Begin
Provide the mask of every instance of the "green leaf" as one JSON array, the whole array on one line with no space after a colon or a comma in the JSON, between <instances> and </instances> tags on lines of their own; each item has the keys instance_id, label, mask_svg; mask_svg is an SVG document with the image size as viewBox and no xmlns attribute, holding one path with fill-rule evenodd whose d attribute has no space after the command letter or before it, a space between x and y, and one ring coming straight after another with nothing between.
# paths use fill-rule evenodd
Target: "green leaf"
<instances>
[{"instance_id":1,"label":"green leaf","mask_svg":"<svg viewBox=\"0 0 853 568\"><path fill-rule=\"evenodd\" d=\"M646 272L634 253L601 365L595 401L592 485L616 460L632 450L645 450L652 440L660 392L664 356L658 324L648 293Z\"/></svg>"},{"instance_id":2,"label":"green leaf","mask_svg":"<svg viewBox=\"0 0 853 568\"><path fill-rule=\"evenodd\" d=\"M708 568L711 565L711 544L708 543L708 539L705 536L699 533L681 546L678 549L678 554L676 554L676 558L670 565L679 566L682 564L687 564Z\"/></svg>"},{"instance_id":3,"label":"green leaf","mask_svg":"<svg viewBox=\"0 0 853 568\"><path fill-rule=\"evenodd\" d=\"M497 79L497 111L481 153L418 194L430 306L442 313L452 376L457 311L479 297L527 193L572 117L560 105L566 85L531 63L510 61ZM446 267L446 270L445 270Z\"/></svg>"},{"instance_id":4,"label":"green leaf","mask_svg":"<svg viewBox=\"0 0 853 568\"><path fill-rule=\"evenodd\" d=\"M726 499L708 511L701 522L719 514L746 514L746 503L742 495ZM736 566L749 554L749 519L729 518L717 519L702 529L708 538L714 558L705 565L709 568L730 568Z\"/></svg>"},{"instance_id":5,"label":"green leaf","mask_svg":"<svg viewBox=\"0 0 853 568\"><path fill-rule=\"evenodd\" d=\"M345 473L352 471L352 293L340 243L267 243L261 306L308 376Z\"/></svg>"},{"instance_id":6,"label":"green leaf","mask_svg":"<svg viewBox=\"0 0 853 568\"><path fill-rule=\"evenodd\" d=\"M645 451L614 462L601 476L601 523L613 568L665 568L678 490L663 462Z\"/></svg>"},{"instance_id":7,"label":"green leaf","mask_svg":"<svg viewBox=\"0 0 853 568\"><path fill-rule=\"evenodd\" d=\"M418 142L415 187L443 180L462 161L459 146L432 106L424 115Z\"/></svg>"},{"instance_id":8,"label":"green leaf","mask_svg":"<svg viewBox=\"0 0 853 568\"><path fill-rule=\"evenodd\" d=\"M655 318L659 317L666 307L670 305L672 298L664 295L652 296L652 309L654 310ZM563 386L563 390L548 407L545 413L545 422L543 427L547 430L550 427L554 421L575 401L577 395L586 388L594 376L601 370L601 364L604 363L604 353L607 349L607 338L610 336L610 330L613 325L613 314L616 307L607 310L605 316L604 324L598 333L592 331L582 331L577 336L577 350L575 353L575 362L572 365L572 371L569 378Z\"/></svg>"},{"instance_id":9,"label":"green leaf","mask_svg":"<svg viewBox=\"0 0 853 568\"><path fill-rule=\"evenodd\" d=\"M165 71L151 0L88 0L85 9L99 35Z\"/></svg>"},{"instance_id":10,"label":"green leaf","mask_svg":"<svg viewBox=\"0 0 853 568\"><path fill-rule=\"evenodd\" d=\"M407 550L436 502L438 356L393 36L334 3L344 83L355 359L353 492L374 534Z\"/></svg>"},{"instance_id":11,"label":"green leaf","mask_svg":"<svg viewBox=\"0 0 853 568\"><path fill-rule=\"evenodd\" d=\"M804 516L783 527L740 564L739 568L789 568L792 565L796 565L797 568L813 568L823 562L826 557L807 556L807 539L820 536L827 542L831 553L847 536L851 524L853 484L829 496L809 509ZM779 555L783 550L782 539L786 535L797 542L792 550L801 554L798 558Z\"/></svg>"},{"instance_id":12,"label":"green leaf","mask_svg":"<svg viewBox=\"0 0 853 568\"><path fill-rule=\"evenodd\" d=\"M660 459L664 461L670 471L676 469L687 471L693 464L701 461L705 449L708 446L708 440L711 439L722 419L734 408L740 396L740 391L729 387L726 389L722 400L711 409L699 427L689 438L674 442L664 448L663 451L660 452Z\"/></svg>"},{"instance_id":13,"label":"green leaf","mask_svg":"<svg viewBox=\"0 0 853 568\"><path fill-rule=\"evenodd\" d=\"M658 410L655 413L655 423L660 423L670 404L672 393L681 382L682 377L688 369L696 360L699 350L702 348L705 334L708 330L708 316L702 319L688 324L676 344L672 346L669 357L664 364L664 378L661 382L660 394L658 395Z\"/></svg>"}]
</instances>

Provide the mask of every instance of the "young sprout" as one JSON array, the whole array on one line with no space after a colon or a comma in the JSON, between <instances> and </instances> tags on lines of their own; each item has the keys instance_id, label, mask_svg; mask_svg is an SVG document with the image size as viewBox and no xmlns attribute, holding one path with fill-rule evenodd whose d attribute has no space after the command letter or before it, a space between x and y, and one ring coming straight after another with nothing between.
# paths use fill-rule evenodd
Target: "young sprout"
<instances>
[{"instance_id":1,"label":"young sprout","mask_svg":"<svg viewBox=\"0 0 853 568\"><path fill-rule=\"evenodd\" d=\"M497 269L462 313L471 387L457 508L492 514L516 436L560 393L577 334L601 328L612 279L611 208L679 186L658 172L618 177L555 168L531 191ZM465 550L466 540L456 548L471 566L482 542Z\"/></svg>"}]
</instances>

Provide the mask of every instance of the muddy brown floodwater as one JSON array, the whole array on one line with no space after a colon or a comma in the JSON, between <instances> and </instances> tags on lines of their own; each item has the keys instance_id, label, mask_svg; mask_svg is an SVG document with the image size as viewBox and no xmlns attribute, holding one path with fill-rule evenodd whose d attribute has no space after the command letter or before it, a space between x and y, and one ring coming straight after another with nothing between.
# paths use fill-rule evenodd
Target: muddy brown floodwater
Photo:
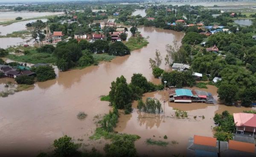
<instances>
[{"instance_id":1,"label":"muddy brown floodwater","mask_svg":"<svg viewBox=\"0 0 256 157\"><path fill-rule=\"evenodd\" d=\"M102 62L98 66L60 73L55 79L38 82L32 89L0 98L0 156L7 156L6 152L9 156L35 156L40 151L50 150L53 140L64 134L73 137L76 142L83 143L81 149L95 146L103 152L105 140L89 140L96 127L94 116L104 115L110 108L108 102L100 101L99 96L108 94L111 82L121 75L129 82L134 73L140 73L148 80L159 83L159 80L153 78L149 58L154 57L157 49L164 58L165 45L172 44L174 40L180 43L184 35L182 32L154 28L140 28L139 30L144 36L149 37L149 44L130 55L116 57L111 62ZM161 67L167 68L163 63ZM207 90L216 94L216 88ZM152 96L163 102L164 92L146 93L144 99ZM231 113L245 109L220 105L166 102L163 106L164 113L155 115L138 112L136 103L132 113L121 114L116 129L141 136L135 143L136 148L140 154L148 155L179 153L178 149L184 152L189 137L194 134L212 135L211 126L213 122L211 118L215 113L226 109ZM172 117L173 108L187 110L189 119ZM80 111L88 115L84 120L76 118ZM204 119L193 118L194 115L203 115ZM147 138L163 140L166 134L171 143L175 140L179 144L166 147L145 144ZM78 138L84 141L78 141Z\"/></svg>"}]
</instances>

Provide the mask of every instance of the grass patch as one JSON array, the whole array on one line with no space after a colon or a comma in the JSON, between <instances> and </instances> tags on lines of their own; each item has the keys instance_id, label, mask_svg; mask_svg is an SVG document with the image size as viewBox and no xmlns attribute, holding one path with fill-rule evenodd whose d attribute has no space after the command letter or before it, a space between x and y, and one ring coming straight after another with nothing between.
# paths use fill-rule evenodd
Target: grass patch
<instances>
[{"instance_id":1,"label":"grass patch","mask_svg":"<svg viewBox=\"0 0 256 157\"><path fill-rule=\"evenodd\" d=\"M101 96L100 101L105 101L107 102L109 102L109 96L108 95Z\"/></svg>"},{"instance_id":2,"label":"grass patch","mask_svg":"<svg viewBox=\"0 0 256 157\"><path fill-rule=\"evenodd\" d=\"M132 51L136 49L141 49L143 47L147 46L148 43L149 43L148 41L145 38L142 39L140 42L138 43L137 38L131 37L128 40L128 41L125 44L131 51Z\"/></svg>"},{"instance_id":3,"label":"grass patch","mask_svg":"<svg viewBox=\"0 0 256 157\"><path fill-rule=\"evenodd\" d=\"M55 62L56 58L52 54L38 53L35 49L28 49L29 53L25 55L17 56L9 54L6 57L12 60L36 64L37 63L52 63Z\"/></svg>"},{"instance_id":4,"label":"grass patch","mask_svg":"<svg viewBox=\"0 0 256 157\"><path fill-rule=\"evenodd\" d=\"M31 87L33 87L34 84L29 85L29 84L19 84L18 86L15 90L15 92L18 92L26 89L29 88Z\"/></svg>"},{"instance_id":5,"label":"grass patch","mask_svg":"<svg viewBox=\"0 0 256 157\"><path fill-rule=\"evenodd\" d=\"M93 54L93 56L94 58L94 60L97 62L100 61L110 61L116 58L113 55L108 55L107 54Z\"/></svg>"},{"instance_id":6,"label":"grass patch","mask_svg":"<svg viewBox=\"0 0 256 157\"><path fill-rule=\"evenodd\" d=\"M28 31L13 32L11 34L7 34L6 35L0 35L0 38L21 38L24 39L30 34L30 32Z\"/></svg>"},{"instance_id":7,"label":"grass patch","mask_svg":"<svg viewBox=\"0 0 256 157\"><path fill-rule=\"evenodd\" d=\"M77 119L83 119L87 116L87 114L85 114L84 112L79 112L78 114L77 114L77 115L76 115Z\"/></svg>"},{"instance_id":8,"label":"grass patch","mask_svg":"<svg viewBox=\"0 0 256 157\"><path fill-rule=\"evenodd\" d=\"M208 88L208 87L206 86L207 84L206 83L200 82L197 83L195 86L196 87L199 88Z\"/></svg>"},{"instance_id":9,"label":"grass patch","mask_svg":"<svg viewBox=\"0 0 256 157\"><path fill-rule=\"evenodd\" d=\"M0 22L0 25L7 26L7 25L10 25L13 23L15 23L16 22L27 21L27 20L39 20L39 19L43 19L43 18L45 19L45 18L52 18L56 16L58 16L58 15L55 15L40 16L39 17L35 17L23 19L22 19L20 20L10 20L10 21L8 21L1 22Z\"/></svg>"},{"instance_id":10,"label":"grass patch","mask_svg":"<svg viewBox=\"0 0 256 157\"><path fill-rule=\"evenodd\" d=\"M162 146L165 147L169 143L167 142L162 141L161 140L155 140L151 138L148 139L146 140L146 142L148 145L157 145L158 146Z\"/></svg>"}]
</instances>

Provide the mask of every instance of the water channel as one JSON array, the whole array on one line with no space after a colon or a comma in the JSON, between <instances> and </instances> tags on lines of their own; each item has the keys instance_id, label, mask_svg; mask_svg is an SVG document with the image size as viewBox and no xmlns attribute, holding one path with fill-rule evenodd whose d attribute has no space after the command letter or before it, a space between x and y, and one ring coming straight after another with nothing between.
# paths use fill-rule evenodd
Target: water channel
<instances>
[{"instance_id":1,"label":"water channel","mask_svg":"<svg viewBox=\"0 0 256 157\"><path fill-rule=\"evenodd\" d=\"M141 73L148 80L159 83L160 80L153 78L149 58L154 57L156 49L164 58L166 45L172 44L174 41L180 44L184 35L183 32L151 27L140 28L139 31L143 36L149 37L149 44L130 55L116 57L98 66L59 73L58 77L54 80L37 82L33 88L0 98L0 156L5 156L8 152L9 156L34 156L40 151L51 150L54 140L65 134L73 137L76 142L83 143L83 150L95 147L103 152L108 141L89 140L96 127L95 116L102 116L110 109L108 103L100 101L99 97L108 94L111 82L122 75L130 82L134 73ZM168 68L164 63L160 67ZM1 81L0 83L4 81ZM208 86L206 90L217 97L215 87ZM138 112L136 102L133 105L132 113L120 115L115 129L141 137L135 142L139 155L180 152L184 154L189 137L195 134L212 136L212 119L215 113L225 110L232 113L250 109L204 103L164 103L167 95L162 91L146 93L143 97L155 97L161 101L164 112L160 115ZM188 111L189 118L174 118L172 115L175 108ZM80 111L88 115L84 120L76 118ZM193 116L196 115L198 118L195 119ZM202 115L205 119L199 117ZM170 143L166 147L145 143L149 138L163 140L165 135ZM78 141L78 138L84 141ZM172 141L178 144L172 144ZM30 154L28 154L28 152Z\"/></svg>"}]
</instances>

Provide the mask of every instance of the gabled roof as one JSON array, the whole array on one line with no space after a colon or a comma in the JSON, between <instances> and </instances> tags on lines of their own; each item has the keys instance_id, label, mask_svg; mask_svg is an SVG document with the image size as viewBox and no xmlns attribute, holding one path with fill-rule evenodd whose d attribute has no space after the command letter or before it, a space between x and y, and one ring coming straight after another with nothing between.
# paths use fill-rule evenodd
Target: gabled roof
<instances>
[{"instance_id":1,"label":"gabled roof","mask_svg":"<svg viewBox=\"0 0 256 157\"><path fill-rule=\"evenodd\" d=\"M229 149L254 153L255 152L255 145L253 143L230 140L228 142L228 148Z\"/></svg>"},{"instance_id":2,"label":"gabled roof","mask_svg":"<svg viewBox=\"0 0 256 157\"><path fill-rule=\"evenodd\" d=\"M53 32L53 36L62 36L62 32Z\"/></svg>"},{"instance_id":3,"label":"gabled roof","mask_svg":"<svg viewBox=\"0 0 256 157\"><path fill-rule=\"evenodd\" d=\"M236 126L256 127L256 114L247 113L233 113Z\"/></svg>"},{"instance_id":4,"label":"gabled roof","mask_svg":"<svg viewBox=\"0 0 256 157\"><path fill-rule=\"evenodd\" d=\"M217 146L217 138L215 137L194 135L194 144L216 147Z\"/></svg>"},{"instance_id":5,"label":"gabled roof","mask_svg":"<svg viewBox=\"0 0 256 157\"><path fill-rule=\"evenodd\" d=\"M188 90L186 89L178 89L177 90L175 90L175 92L176 93L177 96L193 96L193 94L192 94L191 90Z\"/></svg>"}]
</instances>

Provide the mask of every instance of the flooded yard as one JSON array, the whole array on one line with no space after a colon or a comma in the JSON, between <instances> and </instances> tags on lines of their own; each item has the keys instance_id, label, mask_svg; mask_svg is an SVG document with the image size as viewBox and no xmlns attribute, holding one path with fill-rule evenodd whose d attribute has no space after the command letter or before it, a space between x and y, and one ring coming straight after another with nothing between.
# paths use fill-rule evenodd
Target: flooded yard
End
◆ **WORK INSTRUCTIONS**
All lines from the one that contains "Provide the mask of every instance of the flooded" through the end of the material are to be quoted exactly, with both ends included.

◆ **EXERCISE RESULT**
Provide the mask of every instance of the flooded yard as one JSON array, the whole array on one line with no space after a colon or a comma in the JSON, between <instances> and </instances> tags on lines of their own; each item has the keys instance_id, label, mask_svg; mask_svg is an SVG document with the image size as viewBox and no xmlns attribute, holding one path with fill-rule evenodd whose d attribute has no space after the command letter or before it, a space between x and y, and one ring coming straight after another with nothing between.
# paths use fill-rule evenodd
Target: flooded yard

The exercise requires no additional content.